## WHAT THIS TASK INVOLVES
A faithful, complete copy of the records is required.

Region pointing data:
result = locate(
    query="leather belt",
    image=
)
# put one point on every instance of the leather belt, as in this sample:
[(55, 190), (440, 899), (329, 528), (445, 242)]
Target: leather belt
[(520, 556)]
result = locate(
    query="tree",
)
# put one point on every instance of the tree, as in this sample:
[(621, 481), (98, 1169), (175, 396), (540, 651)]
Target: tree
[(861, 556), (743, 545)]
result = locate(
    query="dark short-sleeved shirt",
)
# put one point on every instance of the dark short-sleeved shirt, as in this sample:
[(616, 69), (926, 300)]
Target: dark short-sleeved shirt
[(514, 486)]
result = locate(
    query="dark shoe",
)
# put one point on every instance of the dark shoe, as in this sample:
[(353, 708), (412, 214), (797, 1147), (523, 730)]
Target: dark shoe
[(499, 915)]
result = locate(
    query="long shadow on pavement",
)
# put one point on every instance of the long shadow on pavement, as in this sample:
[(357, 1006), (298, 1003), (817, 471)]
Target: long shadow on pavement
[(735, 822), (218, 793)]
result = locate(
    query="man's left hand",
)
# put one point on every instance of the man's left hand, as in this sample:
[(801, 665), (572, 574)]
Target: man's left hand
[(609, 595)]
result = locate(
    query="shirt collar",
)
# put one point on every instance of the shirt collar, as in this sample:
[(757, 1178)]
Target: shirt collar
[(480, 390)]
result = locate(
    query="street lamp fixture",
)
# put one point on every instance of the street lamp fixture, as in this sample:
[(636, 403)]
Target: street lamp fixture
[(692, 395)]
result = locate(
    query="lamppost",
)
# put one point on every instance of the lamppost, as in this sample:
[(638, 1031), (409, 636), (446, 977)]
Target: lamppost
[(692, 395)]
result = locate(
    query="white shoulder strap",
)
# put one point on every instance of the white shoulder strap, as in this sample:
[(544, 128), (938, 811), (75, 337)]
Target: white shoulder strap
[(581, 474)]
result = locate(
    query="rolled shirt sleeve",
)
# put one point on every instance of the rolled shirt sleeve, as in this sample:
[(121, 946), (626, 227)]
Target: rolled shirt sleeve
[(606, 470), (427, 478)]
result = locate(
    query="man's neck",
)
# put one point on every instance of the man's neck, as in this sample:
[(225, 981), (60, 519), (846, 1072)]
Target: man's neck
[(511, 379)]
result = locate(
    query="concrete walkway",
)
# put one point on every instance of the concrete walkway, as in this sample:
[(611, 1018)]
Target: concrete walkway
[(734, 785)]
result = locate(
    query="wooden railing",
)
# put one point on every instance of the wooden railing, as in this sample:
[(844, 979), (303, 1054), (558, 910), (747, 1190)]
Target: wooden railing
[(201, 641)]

## SOLUTION
result = locate(
    query="leather belt",
    image=
)
# put one point on every instance of the leather belt, as in this sample:
[(55, 190), (440, 899), (329, 528), (445, 242)]
Target: leather belt
[(520, 556)]
result = locate(
    query="tree",
)
# put one point on every instance of the tree, as in this sample:
[(621, 481), (98, 1169), (175, 396), (540, 651)]
Target: tree
[(861, 556), (743, 545)]
result = locate(
    query="dark short-sleeved shirt",
)
# put one point on every instance of the dark short-sleeved shirt, as in this sample:
[(616, 69), (926, 300)]
Target: dark short-sleeved shirt
[(514, 486)]
result = locate(
    query="dark shoe",
)
# put one point on every instance of the dark shoe, as in this sample:
[(353, 708), (412, 214), (797, 1147), (523, 730)]
Target: dark shoe
[(499, 915)]
result = locate(
    query="long shadow on pavement",
)
# put one point on every instance of the long shadow on pavement, as in this sample:
[(357, 1006), (298, 1003), (817, 471)]
Target: long shadow on pavement
[(735, 822), (218, 793)]
result = locate(
    query="man's left hand",
)
# put one point on every instance of the man's left hand, as in this sample:
[(801, 665), (572, 574)]
Target: man's left hand
[(609, 595)]
result = locate(
    query="shirt collar",
)
# put one point on every instance of the shirt collar, as in this sample:
[(757, 1178)]
Target: shirt collar
[(480, 390)]
result = locate(
    query="street lamp fixture",
)
# put one point on every instance of the street lamp fixture, as in this sample:
[(636, 403)]
Target: street lamp fixture
[(692, 395)]
result = locate(
    query="lamppost",
)
# put one point on every instance of the lamppost, as in this sample:
[(638, 1031), (409, 636), (446, 977)]
Target: lamppost
[(692, 395)]
result = locate(
    query="white shoulder strap",
)
# put one point on every instance of the white shoulder strap, as in this sample:
[(544, 128), (938, 811), (75, 337)]
Target: white shoulder strap
[(581, 474)]
result = locate(
    query="rolled shirt sleeve",
)
# put one point on every instance of the rolled shirt sleeve, as in this sample:
[(121, 946), (626, 227)]
Target: rolled shirt sleeve
[(606, 470), (427, 478)]
result = locate(
    query="man's neck",
)
# put one point on every instance of the man's neck, as in this sample:
[(225, 981), (60, 519), (846, 1072)]
Target: man's neck
[(511, 379)]
result = locate(
    query="concrete walkway",
)
# put one point on every instance of the concrete walkway, as in this sample:
[(611, 1018)]
Target: concrete walkway
[(734, 785)]
result = locate(
    query="wooden railing",
)
# put one point on every instance of the wooden railing, as in this sample:
[(844, 979), (303, 1054), (558, 910), (747, 1190)]
Target: wooden railing
[(201, 641)]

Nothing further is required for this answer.